→ **TEXTE ÉTUDIÉ**:
•••••

Un autre article de presse loue la fermeté de Macron, lequel a estimé qu’il était de son devoir de mettre en garde Biden contre la « scission du monde occidental » que celui-ci provoque. Mais vous pouvez être aussi ferme que vous le souhaitez et prononcer de grands mots, vous n’obtiendrez rien ici. Le sondage dans Le Figaro sur ce point est très éloquent. Dès 18h00, le 2 décembre (heure de Moscou) à la question « la visite d’Emmanuel Macron aux USA a-t-elle été utile ? », seulement un peu plus de 36% des répondants ont répondu positivement. Plus de 63% pensent que non.
Le Figaro ne peut être jugé comme un journal d’opposition lorsqu’il écrit que Macron a été reçu au plus haut niveau, que les présidents ont accepté d’aider l’Ukraine (comme s’ils avaient eu quelques désaccords sur ce point auparavant), que tous deux considèrent la Chine comme une menace et approuvent les Iraniens qui protestent contre leur régime. « Nous devons redevenir frères d’armes », a déclaré le président français. « Emmanuel Macron a été reçu jeudi à la Maison-Blanche comme le meilleur ami des États-Unis », écrit un envoyé spécial de la publication à Washington.
En fait, il y a si peu de quoi se vanter que le site met un lien vers Madame Figaro, qui évoque la robe de Madame Macron, et décrit en détail la réception en l’honneur de l’arrivée du président français. On y a vu 350 convives en smokings et robes de soirée, dont le milliardaire Bernard Arnault, l’actrice Jennifer Garner et le réalisateur Baz Luhrmann, avec un orchestre qui jouait la Marseillaise, une carte magnifique qui comprenait homards, caviar et champagne, une ambiance extrêmement festive, des toasts, et des cadeaux que les présidents ont échangés. Toute cette splendeur a coûté au Trésor américain un demi-million de dollars. Mais malgré toute la courtoisie extérieure de Biden, l’affaire ne s’est limitée qu’à cela uniquement.

•••••

→ **DONNÉES**:
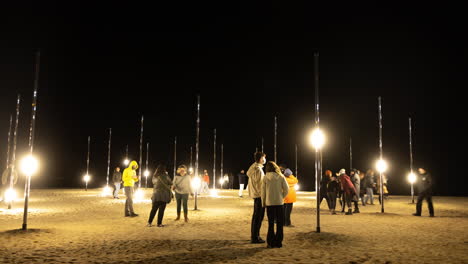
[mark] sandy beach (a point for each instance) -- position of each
(74, 226)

•••••

→ **CONSIGNE**:
Indiquez si chacune des affirmations suivantes concorde avec le texte étudié. Répondez par oui ou par non et citez mot pour mot le passage qui tranche.
(a) D'après le sondage du Figaro, plus de 63 % des répondants estiment que la visite d'Emmanuel Macron aux États-Unis n'a pas été utile.
(b) La réception organisée en l'honneur du président français a réuni 300 convives.
(c) La réception a coûté un demi-million de dollars au Trésor américain.

→ **ZONE DE RÉPONSE**:
(a) Oui : « Plus de 63% pensent que non. »
(b) Non : « On y a vu 350 convives en smokings et robes de soirée »
(c) Oui : « Toute cette splendeur a coûté au Trésor américain un demi-million de dollars. »